* _WHAT THE TASK REQUIRES_:
Locate every line in the records below that contains the word "black", and copy each of those lines in full.

* _DATA SUPPLIED_:

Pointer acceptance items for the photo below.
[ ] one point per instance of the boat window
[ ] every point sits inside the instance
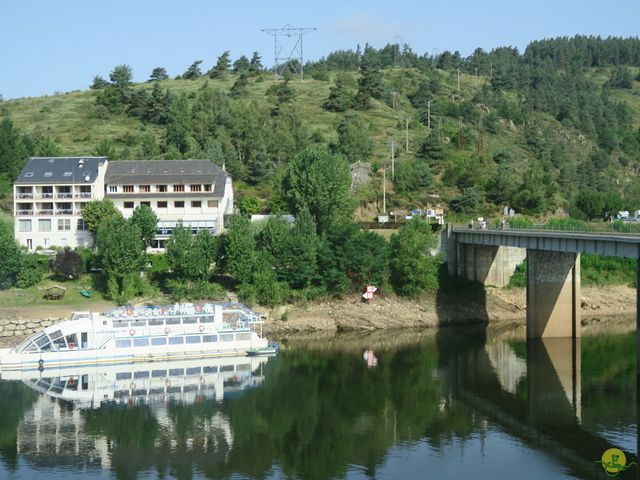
(72, 341)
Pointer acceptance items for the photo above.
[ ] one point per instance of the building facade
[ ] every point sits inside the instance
(195, 193)
(48, 198)
(50, 193)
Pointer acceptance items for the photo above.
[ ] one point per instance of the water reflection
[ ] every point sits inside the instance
(453, 403)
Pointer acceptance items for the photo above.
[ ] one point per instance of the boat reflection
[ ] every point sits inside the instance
(186, 381)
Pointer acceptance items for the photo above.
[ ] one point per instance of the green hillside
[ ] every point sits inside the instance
(555, 129)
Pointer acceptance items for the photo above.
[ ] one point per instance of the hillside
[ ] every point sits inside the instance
(544, 131)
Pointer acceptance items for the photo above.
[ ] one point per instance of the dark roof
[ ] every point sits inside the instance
(142, 172)
(60, 170)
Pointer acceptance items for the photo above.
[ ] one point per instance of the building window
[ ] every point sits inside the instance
(24, 225)
(44, 225)
(64, 224)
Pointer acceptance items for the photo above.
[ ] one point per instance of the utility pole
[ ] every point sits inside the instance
(384, 191)
(406, 136)
(393, 159)
(280, 61)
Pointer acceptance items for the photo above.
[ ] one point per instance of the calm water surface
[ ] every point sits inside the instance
(449, 404)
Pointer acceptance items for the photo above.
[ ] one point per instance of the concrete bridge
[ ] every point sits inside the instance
(553, 268)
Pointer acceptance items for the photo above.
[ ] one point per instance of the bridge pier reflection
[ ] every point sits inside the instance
(553, 381)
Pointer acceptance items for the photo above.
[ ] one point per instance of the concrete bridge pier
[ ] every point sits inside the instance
(553, 294)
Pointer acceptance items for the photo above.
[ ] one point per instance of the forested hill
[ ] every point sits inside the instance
(555, 128)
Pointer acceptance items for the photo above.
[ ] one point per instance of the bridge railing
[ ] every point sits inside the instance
(626, 228)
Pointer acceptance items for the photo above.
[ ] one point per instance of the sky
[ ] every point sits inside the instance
(49, 46)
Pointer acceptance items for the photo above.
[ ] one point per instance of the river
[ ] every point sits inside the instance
(453, 403)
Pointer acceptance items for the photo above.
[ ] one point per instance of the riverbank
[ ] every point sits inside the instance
(493, 305)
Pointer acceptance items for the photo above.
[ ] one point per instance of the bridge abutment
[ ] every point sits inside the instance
(553, 294)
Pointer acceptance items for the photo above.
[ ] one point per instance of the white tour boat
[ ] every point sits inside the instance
(137, 334)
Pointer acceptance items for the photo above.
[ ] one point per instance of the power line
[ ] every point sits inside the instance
(281, 60)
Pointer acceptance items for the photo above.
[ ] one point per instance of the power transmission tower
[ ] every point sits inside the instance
(280, 59)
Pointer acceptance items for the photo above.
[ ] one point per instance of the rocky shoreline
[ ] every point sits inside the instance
(494, 305)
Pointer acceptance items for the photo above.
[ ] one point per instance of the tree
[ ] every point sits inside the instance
(339, 99)
(98, 83)
(122, 257)
(222, 66)
(105, 149)
(147, 221)
(239, 88)
(121, 76)
(239, 249)
(354, 141)
(95, 212)
(319, 181)
(413, 269)
(255, 64)
(68, 263)
(10, 257)
(193, 71)
(158, 73)
(242, 65)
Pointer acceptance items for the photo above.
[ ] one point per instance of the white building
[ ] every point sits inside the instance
(50, 193)
(48, 198)
(196, 193)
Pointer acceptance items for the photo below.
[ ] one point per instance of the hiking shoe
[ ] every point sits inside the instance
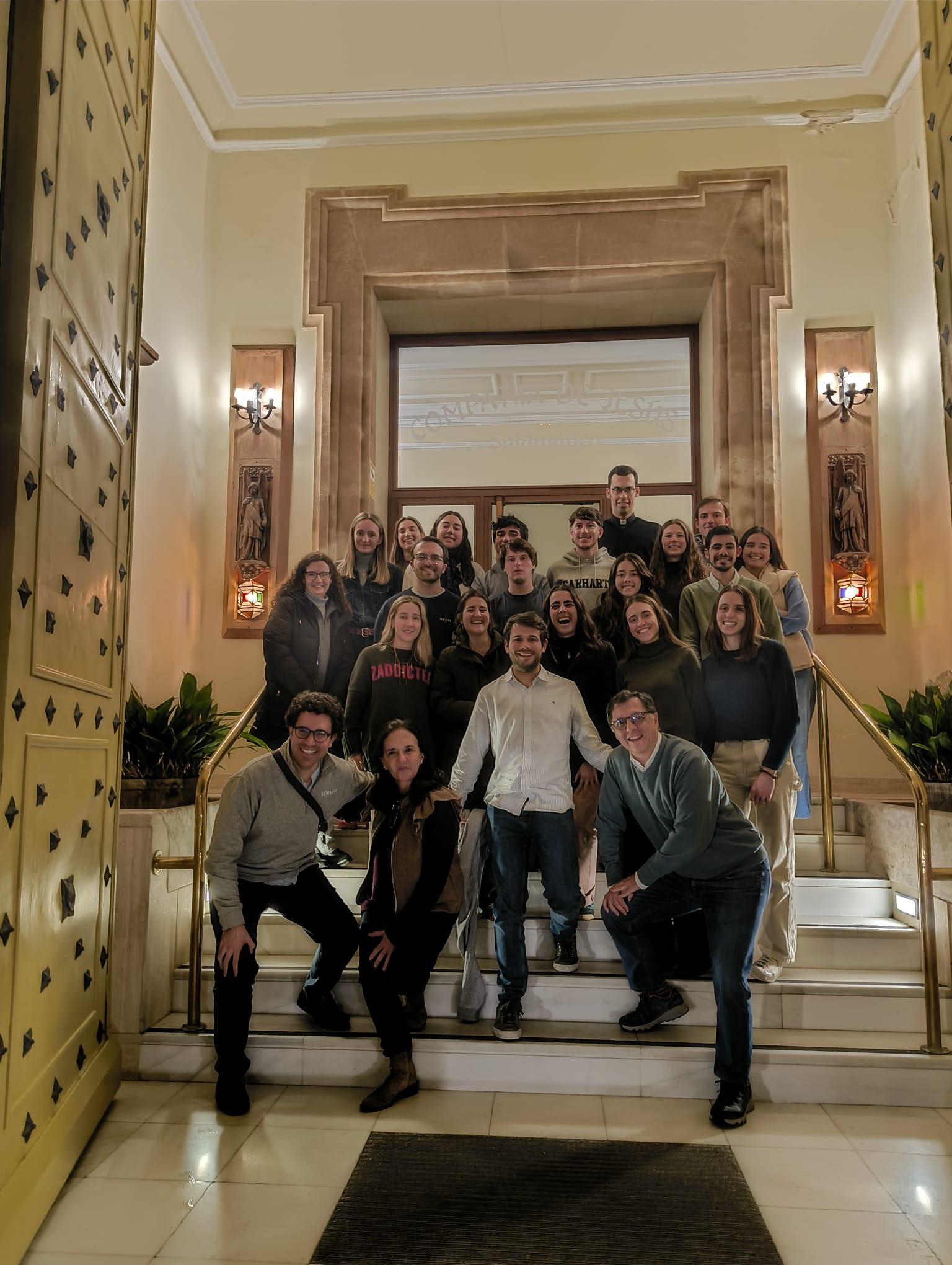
(566, 957)
(653, 1011)
(324, 1008)
(733, 1103)
(507, 1025)
(767, 970)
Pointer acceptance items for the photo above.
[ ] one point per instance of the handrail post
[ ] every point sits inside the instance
(826, 781)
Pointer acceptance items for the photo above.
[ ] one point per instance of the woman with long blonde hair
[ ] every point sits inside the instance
(368, 579)
(390, 680)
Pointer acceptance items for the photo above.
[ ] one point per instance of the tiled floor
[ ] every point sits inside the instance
(167, 1179)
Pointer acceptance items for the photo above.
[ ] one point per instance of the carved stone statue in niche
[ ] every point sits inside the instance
(848, 513)
(253, 513)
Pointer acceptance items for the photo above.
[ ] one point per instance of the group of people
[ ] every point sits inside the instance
(470, 717)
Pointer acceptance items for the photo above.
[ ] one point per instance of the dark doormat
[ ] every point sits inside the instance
(435, 1199)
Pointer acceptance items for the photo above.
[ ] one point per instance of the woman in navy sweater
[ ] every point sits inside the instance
(752, 695)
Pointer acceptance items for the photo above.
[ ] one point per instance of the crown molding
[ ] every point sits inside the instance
(638, 84)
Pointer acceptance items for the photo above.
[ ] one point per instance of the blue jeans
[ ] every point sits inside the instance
(733, 905)
(554, 837)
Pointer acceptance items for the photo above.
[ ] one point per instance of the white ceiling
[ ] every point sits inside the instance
(289, 74)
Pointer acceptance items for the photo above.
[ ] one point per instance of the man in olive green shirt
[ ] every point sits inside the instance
(699, 600)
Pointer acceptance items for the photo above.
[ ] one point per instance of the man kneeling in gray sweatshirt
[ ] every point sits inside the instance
(262, 857)
(707, 857)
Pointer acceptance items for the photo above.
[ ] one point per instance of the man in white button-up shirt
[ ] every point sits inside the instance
(527, 719)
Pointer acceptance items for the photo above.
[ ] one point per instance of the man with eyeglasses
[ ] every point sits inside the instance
(429, 562)
(707, 857)
(262, 857)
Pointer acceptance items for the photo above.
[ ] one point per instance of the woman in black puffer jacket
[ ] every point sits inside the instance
(307, 643)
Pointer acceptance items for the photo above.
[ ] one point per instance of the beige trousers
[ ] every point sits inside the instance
(739, 765)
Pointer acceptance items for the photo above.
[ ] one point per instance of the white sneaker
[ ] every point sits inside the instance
(765, 969)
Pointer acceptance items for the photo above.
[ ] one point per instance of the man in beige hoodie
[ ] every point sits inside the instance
(587, 566)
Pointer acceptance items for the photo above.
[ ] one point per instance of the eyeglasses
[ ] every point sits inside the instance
(635, 719)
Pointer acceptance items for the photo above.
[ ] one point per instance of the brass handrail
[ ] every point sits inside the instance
(196, 862)
(923, 837)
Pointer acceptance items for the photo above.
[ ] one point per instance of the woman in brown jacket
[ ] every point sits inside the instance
(410, 900)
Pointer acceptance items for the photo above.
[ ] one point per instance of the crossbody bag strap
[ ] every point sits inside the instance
(301, 789)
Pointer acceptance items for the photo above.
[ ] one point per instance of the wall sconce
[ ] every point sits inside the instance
(844, 389)
(249, 600)
(852, 593)
(255, 405)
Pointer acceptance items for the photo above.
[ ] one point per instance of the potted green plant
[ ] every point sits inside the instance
(165, 747)
(922, 732)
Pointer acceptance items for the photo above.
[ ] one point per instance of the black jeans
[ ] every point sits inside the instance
(314, 905)
(407, 974)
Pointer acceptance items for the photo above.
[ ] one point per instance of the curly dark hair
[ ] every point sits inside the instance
(295, 585)
(384, 794)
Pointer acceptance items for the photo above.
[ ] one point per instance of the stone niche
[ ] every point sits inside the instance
(726, 231)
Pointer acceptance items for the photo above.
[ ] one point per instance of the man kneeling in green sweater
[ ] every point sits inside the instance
(707, 857)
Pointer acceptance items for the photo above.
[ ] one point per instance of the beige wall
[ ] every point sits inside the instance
(850, 262)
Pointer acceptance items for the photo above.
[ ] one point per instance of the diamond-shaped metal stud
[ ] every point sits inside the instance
(103, 209)
(86, 539)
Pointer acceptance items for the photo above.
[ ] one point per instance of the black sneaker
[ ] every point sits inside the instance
(232, 1097)
(733, 1103)
(324, 1008)
(507, 1025)
(566, 957)
(653, 1011)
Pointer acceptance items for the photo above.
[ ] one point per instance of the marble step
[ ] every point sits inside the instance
(554, 1057)
(889, 1001)
(826, 941)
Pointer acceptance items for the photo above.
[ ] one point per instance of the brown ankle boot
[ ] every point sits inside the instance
(401, 1083)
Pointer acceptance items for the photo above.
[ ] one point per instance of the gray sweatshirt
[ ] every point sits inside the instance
(681, 804)
(265, 833)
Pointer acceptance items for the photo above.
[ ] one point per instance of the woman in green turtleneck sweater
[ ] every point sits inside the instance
(659, 665)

* _TASK RESULT_:
[ ] one point per instance of the woman in black puffer jacket
[ ] one point per instance of the black jeans
[ ] one point per instance of the black sneaker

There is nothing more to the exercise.